# SUPPLIED PASSAGE:
|Named By:||Robert Broom in 1909|
|Time Period:||Early Triassic, 251-246 Ma|
|Location:||South Africa - Burgersdorp Formation of South Africa|
|Fossil(s):||Skull and partial remains of several individuals|
|Classification:||| Chordata | Synapsida | Therapsida | Therocephalia | Bauriidae | Bauriinae ||
Bauria is an extinct genus of the suborder therocephalia that existed during the Early Triassic period, around 246-251 million years ago. It belonged to the family Bauriidae. Bauria was probably a carnivore or insectivore. It can be described as a "mammal-like reptile". It lived in South Africa, specifically in the Burgersdorp Formation in South Africa.
Bauria was named by Robert Broom in 1909 and found at Winnaarsbaken, South Africa. The first species Broom discovered, Bauria cynops, was a reasonably complete skull, but according to the first description somewhat poorly preserved, and apparently equally poorly prepared. Five other specimens were later found at different points in time, with mostly skulls being found.
Only two species of Bauria are known, with the most recent one, Bauria robusta, being discovered by J. W. Kitching in 1955 in the Burghersdorp district
In a recent paper, it has been found that Microgomphodon oligocynus and Bauria cynops are recognized as the only valid species of southern African bauriids.

# Extracted data entries:
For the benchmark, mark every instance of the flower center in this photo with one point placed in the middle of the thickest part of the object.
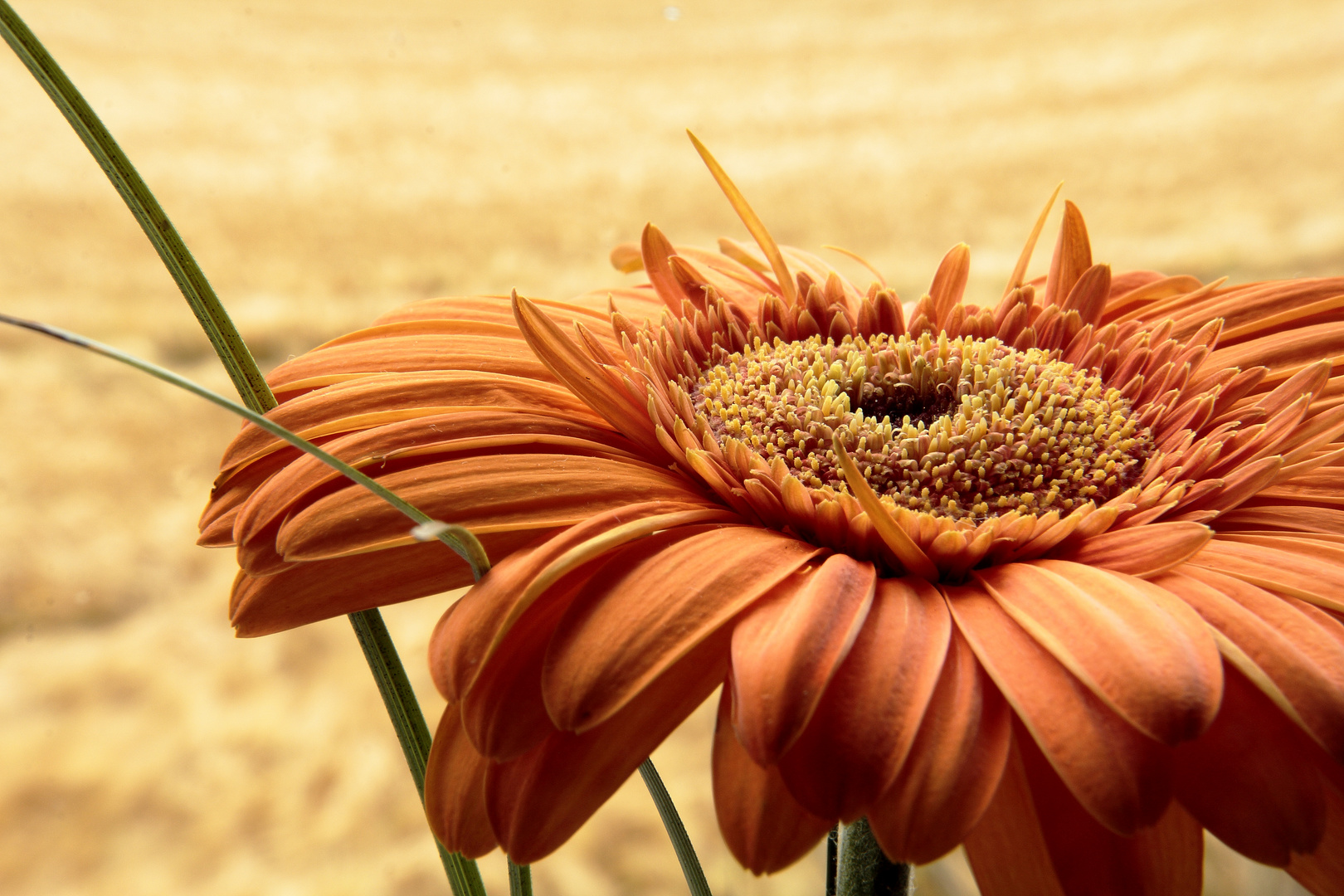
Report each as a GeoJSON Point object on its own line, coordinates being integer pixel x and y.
{"type": "Point", "coordinates": [958, 427]}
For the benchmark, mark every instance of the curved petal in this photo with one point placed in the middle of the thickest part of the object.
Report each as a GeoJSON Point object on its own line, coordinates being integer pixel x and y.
{"type": "Point", "coordinates": [504, 711]}
{"type": "Point", "coordinates": [869, 713]}
{"type": "Point", "coordinates": [487, 494]}
{"type": "Point", "coordinates": [466, 638]}
{"type": "Point", "coordinates": [1116, 772]}
{"type": "Point", "coordinates": [613, 641]}
{"type": "Point", "coordinates": [505, 355]}
{"type": "Point", "coordinates": [455, 790]}
{"type": "Point", "coordinates": [309, 592]}
{"type": "Point", "coordinates": [1304, 664]}
{"type": "Point", "coordinates": [953, 767]}
{"type": "Point", "coordinates": [785, 650]}
{"type": "Point", "coordinates": [1007, 850]}
{"type": "Point", "coordinates": [1136, 646]}
{"type": "Point", "coordinates": [421, 441]}
{"type": "Point", "coordinates": [1322, 871]}
{"type": "Point", "coordinates": [1142, 551]}
{"type": "Point", "coordinates": [1166, 859]}
{"type": "Point", "coordinates": [539, 800]}
{"type": "Point", "coordinates": [1250, 778]}
{"type": "Point", "coordinates": [381, 399]}
{"type": "Point", "coordinates": [1312, 579]}
{"type": "Point", "coordinates": [762, 824]}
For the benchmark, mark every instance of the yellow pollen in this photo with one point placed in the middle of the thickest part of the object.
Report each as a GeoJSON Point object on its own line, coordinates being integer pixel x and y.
{"type": "Point", "coordinates": [951, 426]}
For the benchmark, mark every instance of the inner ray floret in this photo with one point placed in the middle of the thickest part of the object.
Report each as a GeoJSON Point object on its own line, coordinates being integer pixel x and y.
{"type": "Point", "coordinates": [952, 426]}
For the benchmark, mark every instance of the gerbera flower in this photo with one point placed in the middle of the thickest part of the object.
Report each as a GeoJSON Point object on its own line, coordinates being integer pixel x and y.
{"type": "Point", "coordinates": [1055, 575]}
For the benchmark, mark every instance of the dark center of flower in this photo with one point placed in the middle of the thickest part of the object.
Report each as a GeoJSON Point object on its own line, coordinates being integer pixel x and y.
{"type": "Point", "coordinates": [960, 427]}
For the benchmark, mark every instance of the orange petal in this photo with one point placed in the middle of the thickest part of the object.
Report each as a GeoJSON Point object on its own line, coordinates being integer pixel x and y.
{"type": "Point", "coordinates": [466, 638]}
{"type": "Point", "coordinates": [539, 800]}
{"type": "Point", "coordinates": [485, 494]}
{"type": "Point", "coordinates": [309, 592]}
{"type": "Point", "coordinates": [949, 281]}
{"type": "Point", "coordinates": [786, 648]}
{"type": "Point", "coordinates": [1142, 551]}
{"type": "Point", "coordinates": [1089, 295]}
{"type": "Point", "coordinates": [582, 375]}
{"type": "Point", "coordinates": [1073, 256]}
{"type": "Point", "coordinates": [1136, 646]}
{"type": "Point", "coordinates": [504, 355]}
{"type": "Point", "coordinates": [429, 438]}
{"type": "Point", "coordinates": [869, 713]}
{"type": "Point", "coordinates": [762, 824]}
{"type": "Point", "coordinates": [953, 766]}
{"type": "Point", "coordinates": [1250, 779]}
{"type": "Point", "coordinates": [1019, 270]}
{"type": "Point", "coordinates": [1304, 664]}
{"type": "Point", "coordinates": [647, 610]}
{"type": "Point", "coordinates": [1118, 774]}
{"type": "Point", "coordinates": [754, 226]}
{"type": "Point", "coordinates": [455, 790]}
{"type": "Point", "coordinates": [1007, 850]}
{"type": "Point", "coordinates": [1322, 871]}
{"type": "Point", "coordinates": [1312, 579]}
{"type": "Point", "coordinates": [1166, 859]}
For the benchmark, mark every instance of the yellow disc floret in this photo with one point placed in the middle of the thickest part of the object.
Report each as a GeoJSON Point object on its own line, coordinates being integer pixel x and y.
{"type": "Point", "coordinates": [958, 427]}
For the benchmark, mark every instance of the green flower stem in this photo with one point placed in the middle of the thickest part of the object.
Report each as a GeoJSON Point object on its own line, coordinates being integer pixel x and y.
{"type": "Point", "coordinates": [864, 871]}
{"type": "Point", "coordinates": [519, 879]}
{"type": "Point", "coordinates": [153, 221]}
{"type": "Point", "coordinates": [377, 642]}
{"type": "Point", "coordinates": [676, 830]}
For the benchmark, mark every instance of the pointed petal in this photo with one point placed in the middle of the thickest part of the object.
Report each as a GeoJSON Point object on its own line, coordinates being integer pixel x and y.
{"type": "Point", "coordinates": [648, 609]}
{"type": "Point", "coordinates": [1019, 270]}
{"type": "Point", "coordinates": [1118, 774]}
{"type": "Point", "coordinates": [869, 713]}
{"type": "Point", "coordinates": [1136, 646]}
{"type": "Point", "coordinates": [455, 790]}
{"type": "Point", "coordinates": [1073, 256]}
{"type": "Point", "coordinates": [1166, 859]}
{"type": "Point", "coordinates": [1250, 779]}
{"type": "Point", "coordinates": [1312, 579]}
{"type": "Point", "coordinates": [1322, 871]}
{"type": "Point", "coordinates": [762, 824]}
{"type": "Point", "coordinates": [582, 375]}
{"type": "Point", "coordinates": [1304, 664]}
{"type": "Point", "coordinates": [949, 281]}
{"type": "Point", "coordinates": [539, 800]}
{"type": "Point", "coordinates": [485, 494]}
{"type": "Point", "coordinates": [786, 649]}
{"type": "Point", "coordinates": [754, 226]}
{"type": "Point", "coordinates": [953, 766]}
{"type": "Point", "coordinates": [309, 592]}
{"type": "Point", "coordinates": [1007, 850]}
{"type": "Point", "coordinates": [466, 638]}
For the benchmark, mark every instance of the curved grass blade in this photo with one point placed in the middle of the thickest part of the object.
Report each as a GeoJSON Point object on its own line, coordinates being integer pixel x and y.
{"type": "Point", "coordinates": [676, 830]}
{"type": "Point", "coordinates": [179, 261]}
{"type": "Point", "coordinates": [368, 625]}
{"type": "Point", "coordinates": [519, 879]}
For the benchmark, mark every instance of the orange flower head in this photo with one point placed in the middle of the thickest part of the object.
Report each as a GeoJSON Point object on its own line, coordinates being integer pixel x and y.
{"type": "Point", "coordinates": [1058, 577]}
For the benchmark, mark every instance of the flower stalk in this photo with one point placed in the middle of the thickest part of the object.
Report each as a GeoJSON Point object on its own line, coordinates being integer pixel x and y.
{"type": "Point", "coordinates": [864, 871]}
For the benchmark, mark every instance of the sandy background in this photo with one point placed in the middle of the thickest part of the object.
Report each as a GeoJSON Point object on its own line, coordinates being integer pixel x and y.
{"type": "Point", "coordinates": [329, 160]}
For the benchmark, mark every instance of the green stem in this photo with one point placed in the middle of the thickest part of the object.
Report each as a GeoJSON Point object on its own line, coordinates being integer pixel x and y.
{"type": "Point", "coordinates": [379, 650]}
{"type": "Point", "coordinates": [179, 261]}
{"type": "Point", "coordinates": [676, 830]}
{"type": "Point", "coordinates": [864, 869]}
{"type": "Point", "coordinates": [519, 879]}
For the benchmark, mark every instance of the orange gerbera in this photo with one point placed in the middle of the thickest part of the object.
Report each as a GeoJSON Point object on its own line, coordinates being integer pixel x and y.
{"type": "Point", "coordinates": [1057, 577]}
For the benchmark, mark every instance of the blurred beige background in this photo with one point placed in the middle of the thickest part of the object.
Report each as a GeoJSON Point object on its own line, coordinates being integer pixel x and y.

# INSTRUCTIONS FOR THE TASK:
Please list every taxonomic group named in the Classification line of the Bauria text above, in the order given.

# SOLUTION TO THE EXERCISE:
Chordata, Synapsida, Therapsida, Therocephalia, Bauriidae, Bauriinae